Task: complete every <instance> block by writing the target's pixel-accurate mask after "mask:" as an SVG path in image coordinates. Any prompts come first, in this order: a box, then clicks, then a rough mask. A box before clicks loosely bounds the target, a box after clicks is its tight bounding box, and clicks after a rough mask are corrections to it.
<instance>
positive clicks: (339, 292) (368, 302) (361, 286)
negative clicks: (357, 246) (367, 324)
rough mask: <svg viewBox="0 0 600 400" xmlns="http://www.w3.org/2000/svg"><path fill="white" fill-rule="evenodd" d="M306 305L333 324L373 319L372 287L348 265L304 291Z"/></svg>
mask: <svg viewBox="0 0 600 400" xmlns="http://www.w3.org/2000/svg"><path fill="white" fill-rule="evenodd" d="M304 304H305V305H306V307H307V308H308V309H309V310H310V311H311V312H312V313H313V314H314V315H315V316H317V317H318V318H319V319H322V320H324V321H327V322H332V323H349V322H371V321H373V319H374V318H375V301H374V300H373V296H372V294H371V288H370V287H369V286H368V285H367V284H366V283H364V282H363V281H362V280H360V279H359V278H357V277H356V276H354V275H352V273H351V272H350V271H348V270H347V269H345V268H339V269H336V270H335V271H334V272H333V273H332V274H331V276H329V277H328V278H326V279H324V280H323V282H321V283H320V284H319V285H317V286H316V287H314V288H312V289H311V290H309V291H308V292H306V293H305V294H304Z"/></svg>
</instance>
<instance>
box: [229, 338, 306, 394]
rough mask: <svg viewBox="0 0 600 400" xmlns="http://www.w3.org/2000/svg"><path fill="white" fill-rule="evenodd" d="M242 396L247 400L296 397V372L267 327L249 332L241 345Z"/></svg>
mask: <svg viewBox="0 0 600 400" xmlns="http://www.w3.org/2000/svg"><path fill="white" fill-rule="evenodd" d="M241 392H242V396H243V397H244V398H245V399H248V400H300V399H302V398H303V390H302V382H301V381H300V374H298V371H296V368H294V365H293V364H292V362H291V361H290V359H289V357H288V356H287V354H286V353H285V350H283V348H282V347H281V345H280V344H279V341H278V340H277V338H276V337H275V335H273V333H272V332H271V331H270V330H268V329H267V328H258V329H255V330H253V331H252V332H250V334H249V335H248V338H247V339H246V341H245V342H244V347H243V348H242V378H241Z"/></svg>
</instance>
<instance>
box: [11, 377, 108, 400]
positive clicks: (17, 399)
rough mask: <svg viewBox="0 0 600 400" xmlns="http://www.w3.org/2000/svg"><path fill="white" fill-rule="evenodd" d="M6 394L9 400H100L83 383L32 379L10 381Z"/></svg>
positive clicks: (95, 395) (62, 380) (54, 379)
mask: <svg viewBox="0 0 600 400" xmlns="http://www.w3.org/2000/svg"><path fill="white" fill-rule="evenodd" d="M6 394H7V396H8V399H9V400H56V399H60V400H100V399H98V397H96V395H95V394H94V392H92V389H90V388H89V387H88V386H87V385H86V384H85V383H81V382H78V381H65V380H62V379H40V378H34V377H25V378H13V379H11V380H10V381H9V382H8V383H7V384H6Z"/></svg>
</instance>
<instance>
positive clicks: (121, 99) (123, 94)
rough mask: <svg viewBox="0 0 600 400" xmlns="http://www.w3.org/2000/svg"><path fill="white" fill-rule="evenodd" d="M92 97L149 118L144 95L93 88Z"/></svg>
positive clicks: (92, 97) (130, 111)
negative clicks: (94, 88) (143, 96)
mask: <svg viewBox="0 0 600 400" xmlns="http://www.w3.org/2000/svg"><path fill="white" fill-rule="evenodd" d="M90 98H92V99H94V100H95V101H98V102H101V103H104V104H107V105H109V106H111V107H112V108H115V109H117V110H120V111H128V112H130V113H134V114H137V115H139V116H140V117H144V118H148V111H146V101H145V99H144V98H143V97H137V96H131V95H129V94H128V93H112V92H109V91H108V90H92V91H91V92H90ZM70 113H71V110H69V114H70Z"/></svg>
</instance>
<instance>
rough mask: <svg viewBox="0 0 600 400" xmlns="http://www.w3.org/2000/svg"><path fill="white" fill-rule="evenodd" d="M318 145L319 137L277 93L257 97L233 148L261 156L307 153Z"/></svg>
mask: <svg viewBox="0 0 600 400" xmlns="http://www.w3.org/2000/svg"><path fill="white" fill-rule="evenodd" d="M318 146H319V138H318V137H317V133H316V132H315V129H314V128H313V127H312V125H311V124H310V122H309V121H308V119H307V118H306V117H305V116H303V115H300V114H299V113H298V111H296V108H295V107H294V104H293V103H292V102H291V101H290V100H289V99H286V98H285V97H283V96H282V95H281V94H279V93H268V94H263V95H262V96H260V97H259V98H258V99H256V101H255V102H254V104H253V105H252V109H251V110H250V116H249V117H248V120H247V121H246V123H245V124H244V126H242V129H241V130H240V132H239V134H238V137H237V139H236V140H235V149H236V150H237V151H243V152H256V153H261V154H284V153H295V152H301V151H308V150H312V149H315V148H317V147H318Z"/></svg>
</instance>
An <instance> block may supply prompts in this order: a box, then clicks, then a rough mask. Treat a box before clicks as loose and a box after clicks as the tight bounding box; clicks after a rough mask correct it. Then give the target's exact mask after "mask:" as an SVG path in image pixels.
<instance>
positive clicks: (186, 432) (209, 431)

****************

Problem to work on:
Please pick out every line in the records above that contains the word "positive", and copy each such line in full.

Finished task:
positive clicks: (339, 292) (368, 302) (361, 286)
positive clicks: (17, 399)
positive clicks: (95, 395) (62, 380) (54, 379)
positive clicks: (121, 99) (123, 94)
positive clicks: (92, 97) (130, 111)
positive clicks: (186, 432) (209, 431)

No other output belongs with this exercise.